### EXERCISE SET
• A. According to the heartbeat monitoring issue, which namespace is heartbeat inside of?
• B. Reproduce the heartbeat monitoring issue word for word, from "Reference to related" up to and including "(maybe as ExternalService?)".

### SUPPLIED PASSAGE
— Begin —
Heartbeat monitoring broken for camel web service 0.2.7+

rlratcliffe commented 1 year ago

Reference to related issue in charts repo.

If users upgrade to 0.2.7 of the Tavros helm chart, then heartbeat monitoring will be broken. The way the virtual port was re-exposed caused duplicate listener issues creating a lot of issues with uptime of pods so it needs to be removed. However, since heartbeat is inside of elastic-system namespace, it is outside of the prod and sandbox meshes. Heartbeat needs to be able to access the actuator port of the service (example: http://api-test-camel-web-service.dev.svc.cluster.local:8080/actuator/health/liveness) within both the prod and sandbox meshes.

Some ideas from the folks at Kong/Kuma:

gateway for each mesh
deploy heartbeat inside of each mesh and then somehow pull in the results back into the elastic-system namespace (maybe as ExternalService?)
— End —
### DATA EXCERPTS
— Begin —
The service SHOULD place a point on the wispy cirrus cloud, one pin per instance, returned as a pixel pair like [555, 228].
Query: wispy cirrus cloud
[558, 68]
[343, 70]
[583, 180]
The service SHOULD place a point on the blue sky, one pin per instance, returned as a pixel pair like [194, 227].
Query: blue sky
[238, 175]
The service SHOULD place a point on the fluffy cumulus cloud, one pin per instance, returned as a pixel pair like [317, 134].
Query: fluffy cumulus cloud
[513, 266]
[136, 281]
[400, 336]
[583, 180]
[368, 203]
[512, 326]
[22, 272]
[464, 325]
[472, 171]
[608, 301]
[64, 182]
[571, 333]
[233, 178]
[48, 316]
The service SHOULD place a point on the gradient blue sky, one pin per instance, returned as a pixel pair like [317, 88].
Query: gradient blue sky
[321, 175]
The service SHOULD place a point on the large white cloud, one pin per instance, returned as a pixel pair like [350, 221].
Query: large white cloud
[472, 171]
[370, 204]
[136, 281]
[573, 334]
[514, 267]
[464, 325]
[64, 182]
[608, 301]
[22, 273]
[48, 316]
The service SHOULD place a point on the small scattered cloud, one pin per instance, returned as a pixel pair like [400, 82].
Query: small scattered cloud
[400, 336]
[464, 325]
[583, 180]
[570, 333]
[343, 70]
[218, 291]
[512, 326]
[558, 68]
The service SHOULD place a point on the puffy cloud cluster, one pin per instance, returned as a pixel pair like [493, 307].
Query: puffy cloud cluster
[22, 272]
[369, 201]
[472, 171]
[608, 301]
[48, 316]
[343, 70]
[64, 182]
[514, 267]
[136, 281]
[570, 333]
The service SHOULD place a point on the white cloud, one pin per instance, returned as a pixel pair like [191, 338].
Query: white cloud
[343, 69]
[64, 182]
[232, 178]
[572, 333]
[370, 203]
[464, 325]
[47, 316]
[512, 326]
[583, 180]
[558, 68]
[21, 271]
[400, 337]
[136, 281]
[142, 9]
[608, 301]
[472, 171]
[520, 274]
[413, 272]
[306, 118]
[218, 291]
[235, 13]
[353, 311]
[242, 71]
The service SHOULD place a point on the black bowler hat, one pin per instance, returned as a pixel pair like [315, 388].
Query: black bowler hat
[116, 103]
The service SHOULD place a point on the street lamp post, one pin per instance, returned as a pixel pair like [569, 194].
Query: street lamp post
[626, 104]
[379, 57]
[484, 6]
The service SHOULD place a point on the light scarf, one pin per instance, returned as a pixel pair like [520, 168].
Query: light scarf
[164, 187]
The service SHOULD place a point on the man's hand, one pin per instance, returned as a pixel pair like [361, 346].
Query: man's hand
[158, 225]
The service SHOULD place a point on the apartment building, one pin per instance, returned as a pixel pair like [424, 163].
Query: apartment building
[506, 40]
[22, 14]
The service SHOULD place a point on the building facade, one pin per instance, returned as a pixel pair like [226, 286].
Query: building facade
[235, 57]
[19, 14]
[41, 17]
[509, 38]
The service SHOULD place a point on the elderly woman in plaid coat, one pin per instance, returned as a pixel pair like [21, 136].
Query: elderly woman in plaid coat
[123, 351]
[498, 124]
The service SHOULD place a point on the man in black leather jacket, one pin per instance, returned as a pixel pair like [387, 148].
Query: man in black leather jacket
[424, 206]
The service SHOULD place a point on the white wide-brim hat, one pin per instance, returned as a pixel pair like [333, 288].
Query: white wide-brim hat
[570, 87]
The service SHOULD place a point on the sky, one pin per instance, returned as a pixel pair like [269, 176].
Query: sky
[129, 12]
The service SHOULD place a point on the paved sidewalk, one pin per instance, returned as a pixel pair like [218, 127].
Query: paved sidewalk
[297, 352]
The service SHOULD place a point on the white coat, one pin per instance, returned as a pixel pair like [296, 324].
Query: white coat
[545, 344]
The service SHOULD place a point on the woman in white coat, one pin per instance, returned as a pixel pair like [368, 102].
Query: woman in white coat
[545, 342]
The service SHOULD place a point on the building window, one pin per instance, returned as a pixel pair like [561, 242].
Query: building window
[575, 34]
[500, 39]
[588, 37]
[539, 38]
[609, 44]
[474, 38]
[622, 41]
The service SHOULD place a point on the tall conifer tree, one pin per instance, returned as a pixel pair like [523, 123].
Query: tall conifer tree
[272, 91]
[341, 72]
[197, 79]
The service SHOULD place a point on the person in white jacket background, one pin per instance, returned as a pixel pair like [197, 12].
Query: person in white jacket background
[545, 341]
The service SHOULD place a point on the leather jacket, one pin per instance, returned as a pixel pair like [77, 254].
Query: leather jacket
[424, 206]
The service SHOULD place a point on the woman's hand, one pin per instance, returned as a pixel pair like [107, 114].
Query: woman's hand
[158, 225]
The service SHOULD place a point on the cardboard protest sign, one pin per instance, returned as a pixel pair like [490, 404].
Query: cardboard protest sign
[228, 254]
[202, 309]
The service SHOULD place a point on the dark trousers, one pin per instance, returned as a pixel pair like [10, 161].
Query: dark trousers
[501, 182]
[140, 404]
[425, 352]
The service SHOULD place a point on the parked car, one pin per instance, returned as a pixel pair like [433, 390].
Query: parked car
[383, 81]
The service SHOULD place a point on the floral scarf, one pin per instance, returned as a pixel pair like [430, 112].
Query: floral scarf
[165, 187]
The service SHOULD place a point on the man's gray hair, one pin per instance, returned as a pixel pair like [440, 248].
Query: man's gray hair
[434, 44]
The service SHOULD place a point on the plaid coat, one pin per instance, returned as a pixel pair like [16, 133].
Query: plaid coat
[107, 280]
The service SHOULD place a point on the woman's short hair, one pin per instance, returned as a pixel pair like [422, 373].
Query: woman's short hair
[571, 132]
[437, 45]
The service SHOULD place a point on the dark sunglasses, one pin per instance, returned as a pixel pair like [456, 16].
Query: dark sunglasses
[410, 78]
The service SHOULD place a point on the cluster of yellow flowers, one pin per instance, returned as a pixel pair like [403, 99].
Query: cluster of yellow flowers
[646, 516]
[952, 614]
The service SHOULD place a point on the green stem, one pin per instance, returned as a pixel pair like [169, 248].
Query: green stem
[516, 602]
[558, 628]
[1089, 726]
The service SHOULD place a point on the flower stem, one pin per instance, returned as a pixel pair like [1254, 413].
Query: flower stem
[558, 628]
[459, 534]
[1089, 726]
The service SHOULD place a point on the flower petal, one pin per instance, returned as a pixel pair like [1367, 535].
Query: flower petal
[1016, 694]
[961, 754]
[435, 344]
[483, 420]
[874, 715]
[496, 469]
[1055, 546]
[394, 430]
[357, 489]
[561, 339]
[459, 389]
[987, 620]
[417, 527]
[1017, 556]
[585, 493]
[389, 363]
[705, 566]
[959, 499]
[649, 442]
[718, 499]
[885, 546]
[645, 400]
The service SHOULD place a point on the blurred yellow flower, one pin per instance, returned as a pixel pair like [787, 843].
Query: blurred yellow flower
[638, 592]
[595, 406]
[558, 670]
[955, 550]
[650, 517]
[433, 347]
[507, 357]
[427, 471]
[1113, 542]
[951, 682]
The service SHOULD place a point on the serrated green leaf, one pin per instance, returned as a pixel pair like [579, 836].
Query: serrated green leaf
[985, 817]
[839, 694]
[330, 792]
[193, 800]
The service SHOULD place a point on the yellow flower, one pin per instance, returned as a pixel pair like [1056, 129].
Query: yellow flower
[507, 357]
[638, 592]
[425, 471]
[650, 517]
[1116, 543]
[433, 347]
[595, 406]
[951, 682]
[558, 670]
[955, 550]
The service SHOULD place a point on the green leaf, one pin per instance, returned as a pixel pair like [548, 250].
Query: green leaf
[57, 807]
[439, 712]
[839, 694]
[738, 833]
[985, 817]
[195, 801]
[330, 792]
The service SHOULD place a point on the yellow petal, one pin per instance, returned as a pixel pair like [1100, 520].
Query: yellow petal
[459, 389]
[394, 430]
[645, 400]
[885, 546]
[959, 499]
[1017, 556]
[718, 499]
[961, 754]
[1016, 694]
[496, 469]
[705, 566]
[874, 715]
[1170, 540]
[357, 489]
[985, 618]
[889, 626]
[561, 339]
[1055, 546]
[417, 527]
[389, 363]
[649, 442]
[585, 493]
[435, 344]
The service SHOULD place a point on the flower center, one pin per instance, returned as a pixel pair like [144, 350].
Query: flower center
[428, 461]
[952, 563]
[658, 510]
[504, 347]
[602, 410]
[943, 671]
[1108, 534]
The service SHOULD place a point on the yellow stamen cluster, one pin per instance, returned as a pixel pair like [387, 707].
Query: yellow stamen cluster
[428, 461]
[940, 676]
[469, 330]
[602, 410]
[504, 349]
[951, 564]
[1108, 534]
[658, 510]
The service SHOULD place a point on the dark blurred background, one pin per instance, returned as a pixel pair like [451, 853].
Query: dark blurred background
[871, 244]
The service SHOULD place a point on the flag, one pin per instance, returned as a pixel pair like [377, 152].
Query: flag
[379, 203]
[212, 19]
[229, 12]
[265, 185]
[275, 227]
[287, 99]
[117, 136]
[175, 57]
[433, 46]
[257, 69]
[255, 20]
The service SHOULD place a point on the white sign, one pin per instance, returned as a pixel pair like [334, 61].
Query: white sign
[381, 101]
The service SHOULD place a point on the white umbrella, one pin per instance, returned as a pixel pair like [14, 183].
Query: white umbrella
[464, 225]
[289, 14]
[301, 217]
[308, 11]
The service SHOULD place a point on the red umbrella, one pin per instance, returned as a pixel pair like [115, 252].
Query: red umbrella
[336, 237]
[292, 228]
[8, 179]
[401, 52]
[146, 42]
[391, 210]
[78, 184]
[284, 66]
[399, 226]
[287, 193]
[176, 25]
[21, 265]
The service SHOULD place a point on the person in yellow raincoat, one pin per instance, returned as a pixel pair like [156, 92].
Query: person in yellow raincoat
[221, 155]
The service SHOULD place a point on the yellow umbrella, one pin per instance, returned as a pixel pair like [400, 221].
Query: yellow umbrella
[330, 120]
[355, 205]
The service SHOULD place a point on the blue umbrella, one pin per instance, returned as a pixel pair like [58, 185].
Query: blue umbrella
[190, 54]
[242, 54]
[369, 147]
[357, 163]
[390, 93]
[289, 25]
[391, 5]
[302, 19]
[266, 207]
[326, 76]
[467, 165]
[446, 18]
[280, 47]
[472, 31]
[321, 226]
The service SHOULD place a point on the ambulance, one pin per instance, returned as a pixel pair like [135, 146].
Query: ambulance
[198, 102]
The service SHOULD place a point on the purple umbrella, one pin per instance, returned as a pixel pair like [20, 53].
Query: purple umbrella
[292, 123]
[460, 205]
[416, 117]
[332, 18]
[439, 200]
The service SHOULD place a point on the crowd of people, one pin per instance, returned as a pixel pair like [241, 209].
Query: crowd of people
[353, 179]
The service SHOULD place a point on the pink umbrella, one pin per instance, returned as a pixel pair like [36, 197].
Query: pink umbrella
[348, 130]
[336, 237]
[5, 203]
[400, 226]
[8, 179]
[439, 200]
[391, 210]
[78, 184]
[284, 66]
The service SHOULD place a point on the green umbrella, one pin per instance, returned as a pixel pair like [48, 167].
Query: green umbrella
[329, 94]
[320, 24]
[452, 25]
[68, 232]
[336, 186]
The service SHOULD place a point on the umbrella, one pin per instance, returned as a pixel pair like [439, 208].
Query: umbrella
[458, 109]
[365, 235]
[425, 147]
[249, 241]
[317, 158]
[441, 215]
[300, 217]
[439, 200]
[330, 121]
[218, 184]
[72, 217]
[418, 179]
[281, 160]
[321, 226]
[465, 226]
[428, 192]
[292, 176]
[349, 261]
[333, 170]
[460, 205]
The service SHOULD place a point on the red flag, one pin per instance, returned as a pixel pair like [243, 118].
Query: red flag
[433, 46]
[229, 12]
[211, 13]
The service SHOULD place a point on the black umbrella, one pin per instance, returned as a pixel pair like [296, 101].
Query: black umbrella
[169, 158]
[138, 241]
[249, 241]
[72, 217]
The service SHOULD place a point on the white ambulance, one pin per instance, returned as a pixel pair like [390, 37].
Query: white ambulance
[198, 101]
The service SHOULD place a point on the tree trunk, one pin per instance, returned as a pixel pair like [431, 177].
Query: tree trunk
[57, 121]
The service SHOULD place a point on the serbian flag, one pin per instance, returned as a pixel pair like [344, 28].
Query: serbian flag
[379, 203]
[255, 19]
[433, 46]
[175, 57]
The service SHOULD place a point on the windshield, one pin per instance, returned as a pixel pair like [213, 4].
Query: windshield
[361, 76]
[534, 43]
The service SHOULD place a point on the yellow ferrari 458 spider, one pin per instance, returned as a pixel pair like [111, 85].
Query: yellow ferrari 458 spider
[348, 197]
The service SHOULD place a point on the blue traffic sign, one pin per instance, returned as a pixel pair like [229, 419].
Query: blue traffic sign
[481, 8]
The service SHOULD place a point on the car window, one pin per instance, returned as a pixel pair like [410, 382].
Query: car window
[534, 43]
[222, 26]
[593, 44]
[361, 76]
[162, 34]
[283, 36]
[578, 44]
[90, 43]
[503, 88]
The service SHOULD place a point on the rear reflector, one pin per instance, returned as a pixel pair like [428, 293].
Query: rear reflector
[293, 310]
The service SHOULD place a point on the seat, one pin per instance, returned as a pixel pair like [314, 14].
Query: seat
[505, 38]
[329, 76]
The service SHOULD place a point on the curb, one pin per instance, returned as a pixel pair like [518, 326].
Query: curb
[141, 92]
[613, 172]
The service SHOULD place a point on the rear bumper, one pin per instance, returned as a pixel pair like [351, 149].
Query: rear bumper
— End —
### TASK ANSWERS
• A. The elastic-system namespace.

• B.
Reference to related issue in charts repo.

If users upgrade to 0.2.7 of the Tavros helm chart, then heartbeat monitoring will be broken. The way the virtual port was re-exposed caused duplicate listener issues creating a lot of issues with uptime of pods so it needs to be removed. However, since heartbeat is inside of elastic-system namespace, it is outside of the prod and sandbox meshes. Heartbeat needs to be able to access the actuator port of the service (example: http://api-test-camel-web-service.dev.svc.cluster.local:8080/actuator/health/liveness) within both the prod and sandbox meshes.

Some ideas from the folks at Kong/Kuma:

gateway for each mesh
deploy heartbeat inside of each mesh and then somehow pull in the results back into the elastic-system namespace (maybe as ExternalService?)